## start

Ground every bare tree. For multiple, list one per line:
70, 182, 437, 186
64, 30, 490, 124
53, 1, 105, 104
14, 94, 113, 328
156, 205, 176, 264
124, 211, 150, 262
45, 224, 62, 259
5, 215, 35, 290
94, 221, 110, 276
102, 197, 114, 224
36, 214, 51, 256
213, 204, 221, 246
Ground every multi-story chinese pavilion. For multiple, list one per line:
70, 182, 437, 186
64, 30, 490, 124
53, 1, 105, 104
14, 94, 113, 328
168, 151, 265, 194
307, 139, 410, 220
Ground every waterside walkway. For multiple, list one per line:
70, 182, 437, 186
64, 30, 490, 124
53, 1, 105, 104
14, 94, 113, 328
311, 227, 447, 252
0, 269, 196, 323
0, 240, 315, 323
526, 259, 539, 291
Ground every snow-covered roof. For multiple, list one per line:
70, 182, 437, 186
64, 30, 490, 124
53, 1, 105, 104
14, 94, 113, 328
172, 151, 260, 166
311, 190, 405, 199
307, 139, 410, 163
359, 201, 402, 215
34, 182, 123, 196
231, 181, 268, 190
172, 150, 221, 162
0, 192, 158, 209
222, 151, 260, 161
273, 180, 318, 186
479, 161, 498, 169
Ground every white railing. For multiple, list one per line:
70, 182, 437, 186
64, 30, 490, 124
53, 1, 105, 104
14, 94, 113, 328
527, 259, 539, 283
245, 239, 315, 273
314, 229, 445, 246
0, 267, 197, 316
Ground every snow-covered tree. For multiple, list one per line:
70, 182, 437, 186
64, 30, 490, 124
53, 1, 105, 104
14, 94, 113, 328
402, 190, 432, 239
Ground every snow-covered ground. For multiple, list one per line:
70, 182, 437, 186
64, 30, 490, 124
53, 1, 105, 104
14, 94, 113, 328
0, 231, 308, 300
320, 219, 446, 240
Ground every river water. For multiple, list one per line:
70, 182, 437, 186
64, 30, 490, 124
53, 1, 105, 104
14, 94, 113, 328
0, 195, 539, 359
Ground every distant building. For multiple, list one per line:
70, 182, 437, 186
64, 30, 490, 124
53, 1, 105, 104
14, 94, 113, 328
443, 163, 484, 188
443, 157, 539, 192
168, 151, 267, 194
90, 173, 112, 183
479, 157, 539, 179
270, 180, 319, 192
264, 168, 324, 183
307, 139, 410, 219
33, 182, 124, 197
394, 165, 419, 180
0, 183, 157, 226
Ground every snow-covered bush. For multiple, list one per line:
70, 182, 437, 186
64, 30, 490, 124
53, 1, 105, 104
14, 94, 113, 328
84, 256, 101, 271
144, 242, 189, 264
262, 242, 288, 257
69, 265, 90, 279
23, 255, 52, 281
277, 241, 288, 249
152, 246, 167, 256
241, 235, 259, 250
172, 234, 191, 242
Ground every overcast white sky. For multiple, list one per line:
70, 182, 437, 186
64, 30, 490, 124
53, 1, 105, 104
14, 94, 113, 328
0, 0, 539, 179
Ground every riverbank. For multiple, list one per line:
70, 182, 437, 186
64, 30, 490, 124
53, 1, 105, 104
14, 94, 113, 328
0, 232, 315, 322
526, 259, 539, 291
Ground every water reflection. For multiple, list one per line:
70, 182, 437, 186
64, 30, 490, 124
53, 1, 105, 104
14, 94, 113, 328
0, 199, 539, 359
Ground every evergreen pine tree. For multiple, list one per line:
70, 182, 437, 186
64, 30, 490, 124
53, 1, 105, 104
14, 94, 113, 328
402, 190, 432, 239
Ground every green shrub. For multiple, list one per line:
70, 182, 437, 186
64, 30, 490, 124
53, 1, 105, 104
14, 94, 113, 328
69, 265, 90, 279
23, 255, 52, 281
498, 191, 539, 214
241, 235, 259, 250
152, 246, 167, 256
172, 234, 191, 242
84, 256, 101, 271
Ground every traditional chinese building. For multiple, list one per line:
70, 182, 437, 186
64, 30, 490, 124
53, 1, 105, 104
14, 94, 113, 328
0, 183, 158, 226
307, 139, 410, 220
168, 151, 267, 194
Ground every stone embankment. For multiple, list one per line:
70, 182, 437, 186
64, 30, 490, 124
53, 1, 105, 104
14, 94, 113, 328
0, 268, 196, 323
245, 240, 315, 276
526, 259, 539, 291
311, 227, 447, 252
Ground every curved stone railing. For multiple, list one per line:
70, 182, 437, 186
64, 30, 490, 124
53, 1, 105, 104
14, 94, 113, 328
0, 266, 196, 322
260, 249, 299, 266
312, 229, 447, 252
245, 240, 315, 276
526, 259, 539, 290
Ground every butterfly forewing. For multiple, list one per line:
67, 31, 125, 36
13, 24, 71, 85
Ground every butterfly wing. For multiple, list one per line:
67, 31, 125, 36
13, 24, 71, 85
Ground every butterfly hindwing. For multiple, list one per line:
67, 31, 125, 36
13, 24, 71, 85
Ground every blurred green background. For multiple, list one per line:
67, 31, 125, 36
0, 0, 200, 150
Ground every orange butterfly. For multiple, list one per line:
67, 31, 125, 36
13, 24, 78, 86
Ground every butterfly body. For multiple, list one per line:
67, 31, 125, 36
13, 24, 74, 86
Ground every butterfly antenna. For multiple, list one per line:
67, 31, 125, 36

## end

Report every line in the items above that contains the word "stone".

EXERCISE RESULT
Ground every stone embankment. For multiple, list one per line:
Ground every curved stone railing. For multiple, list one per line:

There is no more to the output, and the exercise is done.